Excerpt provided:
Kindful Leadership
“People will forget what you said. People will forget what you did.
But people will never forget how you made them feel”
– Maya Angelou
One of the things I’m most proud of in my career is the culture we’ve built at Think Productive. We have a team of people working across the globe, many of whom have never met face to face, yet our culture feels consistent from the UK, to North America, to the Philippines, to the Netherlands to Australia. We take our values seriously, and one of those is “Trust and Kindness are our Rocket fuel”. We see kindness not as a luxury, but as integral to our success. Choosing kindness means recognising that we all have lives outside of work and limits within it, putting people at the centre of how we organise things and trying to operate from a mindset of abundance, not scarcity.
For the last few years, I’ve been on a mission to articulate the importance of this approach, which I call ‘Kindful Leadership’. I’ve run leadership programmes, given talks and written the book Kind: Why caring leaders triumph in a competitive world. A kinder workplace is also, statistically, a more successful one. Kindness and empathy help to increase trust and help us achieve a sense of ‘psychological safety’ which is the gift that keeps on giving. Amy Edmonson defines ‘psychological safety’ as “a shared belief held by members of a team that the team is safe for interpersonal risk-taking." Psychologically safe teams are more productive, there’s less groupthink, a higher quality of critical thinking, more innovation and even fewer physical accidents, because people put forward their ideas freely, in service of each other and the work, not their own ego and self-preservation.
Kindness is about action, not words or identity. And far from being weak, kindness is actually a show of strength. Often a kind act takes the bravery to be vulnerable or speak a difficult truth, or the curiosity to wonder about the needs of others, or high levels of emotional intelligence, or deft communication skills. Kind isn’t weak, it’s bad-ass.
But how can we lead and create a kind work culture?

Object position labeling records
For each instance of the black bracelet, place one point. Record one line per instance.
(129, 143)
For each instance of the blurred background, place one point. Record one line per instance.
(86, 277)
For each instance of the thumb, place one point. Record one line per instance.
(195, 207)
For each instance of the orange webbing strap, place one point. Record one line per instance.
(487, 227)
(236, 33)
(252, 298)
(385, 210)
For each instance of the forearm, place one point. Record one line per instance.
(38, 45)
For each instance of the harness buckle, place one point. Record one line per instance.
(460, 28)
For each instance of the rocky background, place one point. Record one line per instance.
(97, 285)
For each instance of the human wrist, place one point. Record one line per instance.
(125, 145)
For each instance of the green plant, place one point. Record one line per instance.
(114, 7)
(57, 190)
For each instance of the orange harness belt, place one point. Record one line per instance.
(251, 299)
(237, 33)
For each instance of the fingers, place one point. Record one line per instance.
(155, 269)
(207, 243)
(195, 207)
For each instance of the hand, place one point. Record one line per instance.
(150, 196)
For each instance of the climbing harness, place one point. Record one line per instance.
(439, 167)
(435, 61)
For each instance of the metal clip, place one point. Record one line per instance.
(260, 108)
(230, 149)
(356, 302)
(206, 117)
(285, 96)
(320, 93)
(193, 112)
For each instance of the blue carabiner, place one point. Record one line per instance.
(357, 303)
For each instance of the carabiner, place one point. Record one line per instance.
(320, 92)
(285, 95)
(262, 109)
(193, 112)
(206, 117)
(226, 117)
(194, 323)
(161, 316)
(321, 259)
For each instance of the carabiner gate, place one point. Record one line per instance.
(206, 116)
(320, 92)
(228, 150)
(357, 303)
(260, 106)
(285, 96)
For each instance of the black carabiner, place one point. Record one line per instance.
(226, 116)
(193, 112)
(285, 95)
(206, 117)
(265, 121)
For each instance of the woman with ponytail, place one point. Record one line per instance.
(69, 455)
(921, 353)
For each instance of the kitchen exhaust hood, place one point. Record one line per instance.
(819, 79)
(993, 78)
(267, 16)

Exercise task 1:
In the Kindful Leadership passage, which company value concerns trust and kindness?
Exercise task 2:
Reproduce the Kindful Leadership passage verbatim from "Kindness is about" to "weak, it’s bad-ass.".
These records originate from a separate source.

Complete answer 1:
"Trust and Kindness are our Rocket fuel"

Complete answer 2:
Kindness is about action, not words or identity. And far from being weak, kindness is actually a show of strength. Often a kind act takes the bravery to be vulnerable or speak a difficult truth, or the curiosity to wonder about the needs of others, or high levels of emotional intelligence, or deft communication skills. Kind isn’t weak, it’s bad-ass.